▸ **YOUR GOAL**:
Below are some entries; can you quote all of them exactly?

# Start of SUPPLIED INFORMATION

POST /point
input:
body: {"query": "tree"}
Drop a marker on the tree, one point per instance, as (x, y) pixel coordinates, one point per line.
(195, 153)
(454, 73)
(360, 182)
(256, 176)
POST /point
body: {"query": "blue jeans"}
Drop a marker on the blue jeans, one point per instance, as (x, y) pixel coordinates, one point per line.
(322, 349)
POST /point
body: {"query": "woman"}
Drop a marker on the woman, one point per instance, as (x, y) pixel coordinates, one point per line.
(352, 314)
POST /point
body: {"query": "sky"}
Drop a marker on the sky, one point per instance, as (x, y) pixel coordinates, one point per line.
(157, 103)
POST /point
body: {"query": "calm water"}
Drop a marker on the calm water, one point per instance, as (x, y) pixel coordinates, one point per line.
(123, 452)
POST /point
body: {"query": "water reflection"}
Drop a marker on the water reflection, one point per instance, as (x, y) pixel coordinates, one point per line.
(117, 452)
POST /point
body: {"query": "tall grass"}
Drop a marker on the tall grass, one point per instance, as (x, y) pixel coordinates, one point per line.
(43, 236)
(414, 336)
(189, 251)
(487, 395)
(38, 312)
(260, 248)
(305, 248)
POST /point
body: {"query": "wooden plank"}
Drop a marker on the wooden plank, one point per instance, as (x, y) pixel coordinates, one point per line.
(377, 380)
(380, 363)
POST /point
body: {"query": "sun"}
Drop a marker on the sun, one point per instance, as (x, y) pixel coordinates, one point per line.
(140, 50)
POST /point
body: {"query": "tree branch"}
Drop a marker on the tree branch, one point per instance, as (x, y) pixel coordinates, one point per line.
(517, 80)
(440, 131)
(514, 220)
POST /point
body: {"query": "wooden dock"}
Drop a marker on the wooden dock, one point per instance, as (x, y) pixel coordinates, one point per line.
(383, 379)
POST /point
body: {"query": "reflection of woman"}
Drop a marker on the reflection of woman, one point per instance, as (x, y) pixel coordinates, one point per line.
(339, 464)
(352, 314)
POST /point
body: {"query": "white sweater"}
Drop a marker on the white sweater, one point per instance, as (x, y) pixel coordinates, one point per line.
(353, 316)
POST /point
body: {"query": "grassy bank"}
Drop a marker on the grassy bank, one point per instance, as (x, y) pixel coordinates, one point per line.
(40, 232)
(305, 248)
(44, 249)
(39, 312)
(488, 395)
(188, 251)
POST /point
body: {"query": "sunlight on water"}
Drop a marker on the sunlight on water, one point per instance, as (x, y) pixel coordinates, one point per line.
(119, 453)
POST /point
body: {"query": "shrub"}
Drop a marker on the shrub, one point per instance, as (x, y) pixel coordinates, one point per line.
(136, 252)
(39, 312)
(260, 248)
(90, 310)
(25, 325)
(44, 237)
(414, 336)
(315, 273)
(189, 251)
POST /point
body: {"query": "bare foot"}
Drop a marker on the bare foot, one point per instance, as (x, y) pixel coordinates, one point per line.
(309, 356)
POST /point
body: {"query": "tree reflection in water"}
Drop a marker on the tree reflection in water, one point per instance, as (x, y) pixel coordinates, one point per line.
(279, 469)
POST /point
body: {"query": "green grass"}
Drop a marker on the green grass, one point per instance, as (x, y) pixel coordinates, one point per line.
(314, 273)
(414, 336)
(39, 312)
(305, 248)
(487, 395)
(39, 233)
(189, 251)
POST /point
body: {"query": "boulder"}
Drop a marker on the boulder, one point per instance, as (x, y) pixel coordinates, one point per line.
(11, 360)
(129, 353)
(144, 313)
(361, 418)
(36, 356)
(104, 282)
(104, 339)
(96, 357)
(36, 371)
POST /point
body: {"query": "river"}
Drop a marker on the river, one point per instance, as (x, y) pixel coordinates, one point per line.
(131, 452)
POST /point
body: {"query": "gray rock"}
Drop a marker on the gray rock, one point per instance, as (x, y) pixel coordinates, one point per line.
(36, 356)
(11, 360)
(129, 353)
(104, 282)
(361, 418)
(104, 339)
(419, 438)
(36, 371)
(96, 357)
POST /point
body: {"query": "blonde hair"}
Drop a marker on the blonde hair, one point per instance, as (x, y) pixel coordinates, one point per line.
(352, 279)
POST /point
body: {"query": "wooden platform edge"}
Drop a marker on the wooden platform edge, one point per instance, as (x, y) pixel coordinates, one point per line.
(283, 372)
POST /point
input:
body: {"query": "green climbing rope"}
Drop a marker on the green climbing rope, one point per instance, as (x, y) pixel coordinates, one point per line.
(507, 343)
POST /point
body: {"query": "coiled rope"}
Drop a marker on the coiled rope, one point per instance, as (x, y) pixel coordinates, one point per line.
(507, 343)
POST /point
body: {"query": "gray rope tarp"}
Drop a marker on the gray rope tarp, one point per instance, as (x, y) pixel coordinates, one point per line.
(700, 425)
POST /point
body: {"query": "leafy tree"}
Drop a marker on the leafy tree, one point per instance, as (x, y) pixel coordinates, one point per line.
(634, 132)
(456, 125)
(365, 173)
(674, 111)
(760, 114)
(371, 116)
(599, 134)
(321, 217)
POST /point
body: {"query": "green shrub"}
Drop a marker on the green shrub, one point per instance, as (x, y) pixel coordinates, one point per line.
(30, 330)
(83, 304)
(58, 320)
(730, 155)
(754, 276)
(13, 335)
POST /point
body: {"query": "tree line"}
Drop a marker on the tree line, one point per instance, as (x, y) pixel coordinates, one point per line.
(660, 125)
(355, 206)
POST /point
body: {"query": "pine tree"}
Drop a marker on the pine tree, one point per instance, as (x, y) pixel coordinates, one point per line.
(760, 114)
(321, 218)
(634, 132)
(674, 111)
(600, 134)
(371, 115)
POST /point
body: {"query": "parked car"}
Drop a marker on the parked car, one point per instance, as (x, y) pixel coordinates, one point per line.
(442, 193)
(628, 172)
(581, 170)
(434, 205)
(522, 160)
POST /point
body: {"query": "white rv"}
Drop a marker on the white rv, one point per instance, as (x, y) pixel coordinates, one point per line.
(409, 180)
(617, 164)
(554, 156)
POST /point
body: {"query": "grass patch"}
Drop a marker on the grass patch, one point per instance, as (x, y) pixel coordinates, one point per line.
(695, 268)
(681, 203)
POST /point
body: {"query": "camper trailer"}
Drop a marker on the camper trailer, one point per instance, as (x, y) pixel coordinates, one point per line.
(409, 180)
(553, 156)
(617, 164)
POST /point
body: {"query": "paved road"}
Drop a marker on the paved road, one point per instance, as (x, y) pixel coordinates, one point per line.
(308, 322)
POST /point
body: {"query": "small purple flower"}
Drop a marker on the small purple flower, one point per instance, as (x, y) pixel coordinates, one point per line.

# End of SUPPLIED INFORMATION

▸ **THE REPLY**:
POST /point
input:
body: {"query": "tree"}
Drop a marker on the tree, one point per instance, as (x, y) pixel coordinates, one point per line.
(195, 153)
(454, 73)
(360, 182)
(256, 176)
POST /point
body: {"query": "blue jeans"}
Drop a marker on the blue jeans, one point per instance, as (x, y) pixel coordinates, one point per line.
(322, 349)
POST /point
body: {"query": "woman"}
Drop a marker on the woman, one point per instance, as (x, y) pixel coordinates, one point per line.
(352, 314)
POST /point
body: {"query": "sky"}
Drop a marker on the sky, one point per instance, as (x, y) pixel coordinates, one point per line.
(157, 103)
POST /point
body: {"query": "calm water"}
Drop a marker on the calm water, one point per instance, as (x, y) pixel coordinates, one point per line.
(123, 452)
POST /point
body: {"query": "water reflection"}
Drop a marker on the water reflection, one point per instance, as (x, y) pixel coordinates, one point per line.
(117, 452)
POST /point
body: {"query": "tall grass"}
Drop a marker on the tall grass, one point per instance, as (x, y) pixel coordinates, one point per line.
(43, 236)
(414, 336)
(189, 251)
(487, 395)
(38, 312)
(260, 248)
(305, 248)
POST /point
body: {"query": "wooden plank"}
Drop a marker on the wooden plank, one point per instance, as (x, y) pixel coordinates, one point per line.
(377, 380)
(380, 363)
POST /point
body: {"query": "sun"}
Drop a marker on the sun, one point per instance, as (x, y) pixel coordinates, one point per line.
(140, 50)
POST /point
body: {"query": "tree branch"}
Drop a marker on the tree branch, one point per instance, as (x, y) pixel coordinates, one point per line.
(517, 80)
(440, 131)
(514, 220)
POST /point
body: {"query": "wooden dock"}
Drop a marker on the wooden dock, one point per instance, as (x, y) pixel coordinates, one point per line.
(383, 379)
POST /point
body: {"query": "reflection of woman"}
Drop a marker on the reflection of woman, one point per instance, as (x, y) pixel coordinates, one point per line.
(339, 464)
(352, 314)
POST /point
body: {"query": "white sweater"}
Drop a marker on the white sweater, one point per instance, as (x, y) pixel coordinates, one point per line.
(353, 316)
POST /point
body: {"query": "grassy bank"}
Drop a marker on the grassy bank, one point per instance, as (x, y) pixel coordinates, one point per line.
(40, 232)
(305, 248)
(44, 249)
(39, 312)
(488, 395)
(188, 251)
POST /point
body: {"query": "sunlight on water"}
Drop a marker on the sunlight on water, one point per instance, as (x, y) pixel coordinates, one point per line.
(119, 453)
POST /point
body: {"query": "shrub"}
Drop a marker on the shrub, one point per instance, as (x, y) pixel coordinates, one point per line.
(136, 252)
(39, 312)
(260, 248)
(90, 310)
(25, 325)
(44, 237)
(414, 336)
(315, 273)
(189, 251)
POST /point
body: {"query": "bare foot"}
Drop a marker on the bare foot, one point per instance, as (x, y) pixel coordinates, one point per line.
(309, 356)
POST /point
body: {"query": "tree reflection in water"}
Drop a marker on the tree reflection in water, one point per instance, as (x, y) pixel coordinates, one point per line.
(279, 469)
POST /point
body: {"query": "green grass"}
Drop a marker on the green grass, one point per instance, as (x, y) pixel coordinates, one point per line.
(314, 273)
(414, 336)
(39, 312)
(305, 248)
(487, 395)
(39, 233)
(189, 251)
POST /point
body: {"query": "boulder"}
Drop a marker on the boulder, one point per instance, as (x, y) pixel coordinates, one point per line.
(11, 360)
(129, 353)
(144, 313)
(361, 418)
(36, 356)
(104, 282)
(104, 339)
(96, 357)
(36, 371)
POST /point
body: {"query": "river"}
Drop a marker on the river, one point per instance, as (x, y) pixel coordinates, one point per line.
(131, 452)
POST /point
body: {"query": "gray rock"}
Drop a marker on the gray rock, one point per instance, as (x, y) pixel coordinates, one point per line.
(36, 356)
(11, 360)
(129, 353)
(104, 282)
(361, 418)
(104, 339)
(419, 438)
(36, 371)
(96, 357)
POST /point
body: {"query": "blonde hair"}
Drop a marker on the blonde hair, one point per instance, as (x, y) pixel coordinates, one point per line.
(352, 279)
POST /point
body: {"query": "wooden platform edge"}
Drop a marker on the wooden platform edge, one point per instance, as (x, y) pixel coordinates, one point per line.
(283, 372)
POST /point
input:
body: {"query": "green climbing rope"}
Drop a marker on the green climbing rope, one point per instance, as (x, y) pixel coordinates, one point per line.
(507, 343)
POST /point
body: {"query": "coiled rope"}
Drop a marker on the coiled rope, one point per instance, as (x, y) pixel coordinates, one point per line.
(507, 343)
POST /point
body: {"query": "gray rope tarp"}
Drop a marker on the gray rope tarp, one point per instance, as (x, y) pixel coordinates, one point per line.
(700, 425)
POST /point
body: {"query": "leafy tree"}
Drop a marker on the leafy tree, one point per instance, as (x, y) pixel coordinates, one point per line.
(634, 132)
(456, 125)
(365, 173)
(674, 111)
(760, 114)
(371, 116)
(599, 134)
(321, 217)
POST /point
body: {"query": "green shrub"}
Drop a marker on the green shrub, one point per instance, as (x, y) pixel coordinates, one point per line.
(30, 330)
(83, 304)
(58, 320)
(730, 155)
(754, 276)
(13, 335)
POST /point
body: {"query": "tree line"}
Drop a marker on the tree line, one point per instance, as (x, y) pixel coordinates, one point per line.
(660, 125)
(355, 206)
POST /point
body: {"query": "pine tree"}
Drop a marker on the pine tree, one point per instance, as (x, y) pixel coordinates, one point per line.
(760, 114)
(321, 218)
(634, 132)
(674, 111)
(600, 134)
(371, 115)
POST /point
body: {"query": "parked car"}
Drop a marker on the parked car, one point per instance, as (x, y) pixel coordinates, one point per line.
(442, 193)
(628, 172)
(581, 170)
(434, 205)
(522, 160)
POST /point
body: {"query": "white rv"}
Drop a marker on the white rv, one point per instance, as (x, y) pixel coordinates, one point per line.
(409, 180)
(617, 164)
(554, 156)
POST /point
body: {"query": "grass patch"}
Drop a marker on the grass patch, one point per instance, as (x, y) pixel coordinates, one point per line.
(695, 268)
(681, 203)
POST /point
body: {"query": "camper trailer"}
Drop a marker on the camper trailer, one point per instance, as (x, y) pixel coordinates, one point per line.
(409, 180)
(553, 156)
(617, 164)
POST /point
body: {"query": "paved road"}
Drop a marker on the paved road, one point per instance, as (x, y) pixel coordinates, one point per line.
(308, 322)
POST /point
body: {"query": "small purple flower"}
Drop a marker on the small purple flower, one point per instance, as (x, y) pixel coordinates, one point per line.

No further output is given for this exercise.